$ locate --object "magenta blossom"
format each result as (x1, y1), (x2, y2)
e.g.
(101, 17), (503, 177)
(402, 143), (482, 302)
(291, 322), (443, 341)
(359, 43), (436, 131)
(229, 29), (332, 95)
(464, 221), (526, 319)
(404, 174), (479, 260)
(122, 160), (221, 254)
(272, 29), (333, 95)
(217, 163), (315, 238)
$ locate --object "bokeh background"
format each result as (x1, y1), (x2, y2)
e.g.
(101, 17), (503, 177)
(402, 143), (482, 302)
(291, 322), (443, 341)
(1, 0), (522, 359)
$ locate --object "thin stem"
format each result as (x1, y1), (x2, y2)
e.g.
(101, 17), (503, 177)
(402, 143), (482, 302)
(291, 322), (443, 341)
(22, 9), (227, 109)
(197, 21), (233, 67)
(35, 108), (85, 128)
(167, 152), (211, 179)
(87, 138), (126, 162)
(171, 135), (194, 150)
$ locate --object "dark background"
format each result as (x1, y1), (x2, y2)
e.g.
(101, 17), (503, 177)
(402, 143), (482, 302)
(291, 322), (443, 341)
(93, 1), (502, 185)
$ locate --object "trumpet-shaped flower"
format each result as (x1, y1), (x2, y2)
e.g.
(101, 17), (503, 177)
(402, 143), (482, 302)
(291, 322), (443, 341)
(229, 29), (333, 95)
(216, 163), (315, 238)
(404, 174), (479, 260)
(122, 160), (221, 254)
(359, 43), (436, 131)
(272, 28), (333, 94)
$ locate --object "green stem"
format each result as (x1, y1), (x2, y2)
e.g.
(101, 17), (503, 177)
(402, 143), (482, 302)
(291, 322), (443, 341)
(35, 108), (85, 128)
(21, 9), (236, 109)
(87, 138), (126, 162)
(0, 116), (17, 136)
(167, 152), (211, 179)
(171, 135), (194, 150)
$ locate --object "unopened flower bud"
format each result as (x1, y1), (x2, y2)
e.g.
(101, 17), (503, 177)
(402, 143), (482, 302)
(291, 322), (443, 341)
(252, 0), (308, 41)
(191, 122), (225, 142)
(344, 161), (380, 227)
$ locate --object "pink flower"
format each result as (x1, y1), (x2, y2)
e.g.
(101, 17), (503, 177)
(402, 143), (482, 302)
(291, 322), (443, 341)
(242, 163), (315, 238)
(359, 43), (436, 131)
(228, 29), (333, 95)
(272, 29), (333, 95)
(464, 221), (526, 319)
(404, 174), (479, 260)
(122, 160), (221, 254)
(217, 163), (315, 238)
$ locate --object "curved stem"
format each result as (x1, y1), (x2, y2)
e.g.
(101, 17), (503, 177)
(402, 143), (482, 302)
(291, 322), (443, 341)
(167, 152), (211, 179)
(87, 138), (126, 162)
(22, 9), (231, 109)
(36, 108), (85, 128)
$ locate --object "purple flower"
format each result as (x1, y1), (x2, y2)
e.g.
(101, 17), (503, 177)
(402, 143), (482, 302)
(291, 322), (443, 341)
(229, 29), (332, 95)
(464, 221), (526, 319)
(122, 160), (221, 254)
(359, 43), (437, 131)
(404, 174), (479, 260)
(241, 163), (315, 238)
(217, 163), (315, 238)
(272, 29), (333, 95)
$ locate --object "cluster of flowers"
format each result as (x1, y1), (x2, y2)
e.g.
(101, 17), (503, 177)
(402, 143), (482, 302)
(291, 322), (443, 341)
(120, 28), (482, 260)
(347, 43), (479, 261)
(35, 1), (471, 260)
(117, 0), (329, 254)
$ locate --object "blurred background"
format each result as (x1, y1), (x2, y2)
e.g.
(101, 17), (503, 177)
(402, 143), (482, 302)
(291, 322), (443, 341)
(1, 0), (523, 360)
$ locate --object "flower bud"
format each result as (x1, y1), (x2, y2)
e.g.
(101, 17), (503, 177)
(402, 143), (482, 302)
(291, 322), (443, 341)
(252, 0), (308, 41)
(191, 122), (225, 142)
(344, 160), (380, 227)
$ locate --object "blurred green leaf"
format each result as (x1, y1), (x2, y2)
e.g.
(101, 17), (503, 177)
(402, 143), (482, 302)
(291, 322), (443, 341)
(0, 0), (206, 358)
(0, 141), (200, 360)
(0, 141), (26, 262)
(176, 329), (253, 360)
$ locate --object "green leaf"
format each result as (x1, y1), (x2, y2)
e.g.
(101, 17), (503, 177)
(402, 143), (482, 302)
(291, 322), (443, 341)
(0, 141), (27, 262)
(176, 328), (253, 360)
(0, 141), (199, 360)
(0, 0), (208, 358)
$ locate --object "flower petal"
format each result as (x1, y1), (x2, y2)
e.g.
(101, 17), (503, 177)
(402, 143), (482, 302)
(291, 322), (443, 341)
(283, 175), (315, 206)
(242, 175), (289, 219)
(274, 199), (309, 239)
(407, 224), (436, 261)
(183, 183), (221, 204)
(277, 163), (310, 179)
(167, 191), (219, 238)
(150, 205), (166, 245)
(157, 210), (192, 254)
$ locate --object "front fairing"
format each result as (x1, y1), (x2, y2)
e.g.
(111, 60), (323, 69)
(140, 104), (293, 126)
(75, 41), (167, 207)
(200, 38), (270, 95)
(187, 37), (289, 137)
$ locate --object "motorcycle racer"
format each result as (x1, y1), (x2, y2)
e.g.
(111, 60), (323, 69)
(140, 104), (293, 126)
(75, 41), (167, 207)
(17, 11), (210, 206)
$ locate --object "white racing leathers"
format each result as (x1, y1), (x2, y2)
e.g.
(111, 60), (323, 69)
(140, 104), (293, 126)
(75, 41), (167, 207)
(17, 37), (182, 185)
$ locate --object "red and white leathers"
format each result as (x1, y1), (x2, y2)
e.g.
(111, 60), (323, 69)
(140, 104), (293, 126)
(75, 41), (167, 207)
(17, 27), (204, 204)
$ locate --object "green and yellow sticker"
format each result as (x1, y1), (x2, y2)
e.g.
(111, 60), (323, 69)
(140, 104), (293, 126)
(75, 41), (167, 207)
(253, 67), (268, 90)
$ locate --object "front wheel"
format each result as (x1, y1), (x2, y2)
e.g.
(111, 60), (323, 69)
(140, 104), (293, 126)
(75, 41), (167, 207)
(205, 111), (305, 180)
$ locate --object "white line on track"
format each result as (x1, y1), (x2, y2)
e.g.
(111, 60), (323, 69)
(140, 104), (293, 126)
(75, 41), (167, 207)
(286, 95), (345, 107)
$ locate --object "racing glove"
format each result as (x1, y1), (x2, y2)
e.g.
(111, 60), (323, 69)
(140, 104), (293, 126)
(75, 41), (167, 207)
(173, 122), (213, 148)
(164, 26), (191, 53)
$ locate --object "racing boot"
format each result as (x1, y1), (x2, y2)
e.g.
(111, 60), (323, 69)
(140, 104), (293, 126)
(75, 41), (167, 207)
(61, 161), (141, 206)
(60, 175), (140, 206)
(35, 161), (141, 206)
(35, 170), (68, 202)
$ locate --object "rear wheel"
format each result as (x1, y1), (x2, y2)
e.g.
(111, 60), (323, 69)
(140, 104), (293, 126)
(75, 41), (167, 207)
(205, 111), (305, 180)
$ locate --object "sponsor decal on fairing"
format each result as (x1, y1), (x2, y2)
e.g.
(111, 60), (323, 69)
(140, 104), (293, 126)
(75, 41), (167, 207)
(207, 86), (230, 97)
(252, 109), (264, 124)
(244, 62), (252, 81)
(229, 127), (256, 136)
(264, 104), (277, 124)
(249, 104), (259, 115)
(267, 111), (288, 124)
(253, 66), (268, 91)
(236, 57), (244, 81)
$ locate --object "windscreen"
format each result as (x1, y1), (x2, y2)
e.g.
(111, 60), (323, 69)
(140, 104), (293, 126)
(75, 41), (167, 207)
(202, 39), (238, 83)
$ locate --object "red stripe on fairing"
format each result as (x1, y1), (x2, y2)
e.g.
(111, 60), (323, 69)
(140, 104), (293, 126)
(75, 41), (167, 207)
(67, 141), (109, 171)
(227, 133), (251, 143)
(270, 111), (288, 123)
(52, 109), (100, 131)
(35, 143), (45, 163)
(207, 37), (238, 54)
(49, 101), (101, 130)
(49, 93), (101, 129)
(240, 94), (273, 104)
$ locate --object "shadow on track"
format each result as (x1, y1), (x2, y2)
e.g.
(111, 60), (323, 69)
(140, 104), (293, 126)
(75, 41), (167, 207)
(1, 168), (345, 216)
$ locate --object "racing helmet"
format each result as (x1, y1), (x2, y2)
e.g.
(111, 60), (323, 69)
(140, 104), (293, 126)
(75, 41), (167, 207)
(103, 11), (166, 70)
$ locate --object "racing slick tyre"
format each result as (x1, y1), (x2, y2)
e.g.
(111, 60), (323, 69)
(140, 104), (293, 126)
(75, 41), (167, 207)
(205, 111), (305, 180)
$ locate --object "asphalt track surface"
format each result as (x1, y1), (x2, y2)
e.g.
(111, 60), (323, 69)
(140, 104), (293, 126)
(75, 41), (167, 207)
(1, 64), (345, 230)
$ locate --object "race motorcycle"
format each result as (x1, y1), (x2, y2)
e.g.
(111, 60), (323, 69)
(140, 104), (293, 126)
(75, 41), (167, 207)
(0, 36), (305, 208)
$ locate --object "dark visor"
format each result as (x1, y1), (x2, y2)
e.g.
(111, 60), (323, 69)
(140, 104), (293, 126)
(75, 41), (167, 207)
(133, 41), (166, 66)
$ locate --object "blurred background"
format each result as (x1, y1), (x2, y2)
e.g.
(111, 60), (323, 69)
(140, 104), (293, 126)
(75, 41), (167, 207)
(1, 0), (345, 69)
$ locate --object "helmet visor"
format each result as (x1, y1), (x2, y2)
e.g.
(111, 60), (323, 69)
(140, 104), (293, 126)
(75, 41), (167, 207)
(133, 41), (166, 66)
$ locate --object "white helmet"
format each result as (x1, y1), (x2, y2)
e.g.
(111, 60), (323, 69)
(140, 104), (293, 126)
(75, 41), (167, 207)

- The task
Your answer should consist of all lines in the listing above that contain "white".

- Exercise answer
$ locate --object "white racing leathers"
$ locate --object "red and white leathers"
$ locate --object "white line on track"
$ locate --object "white helmet"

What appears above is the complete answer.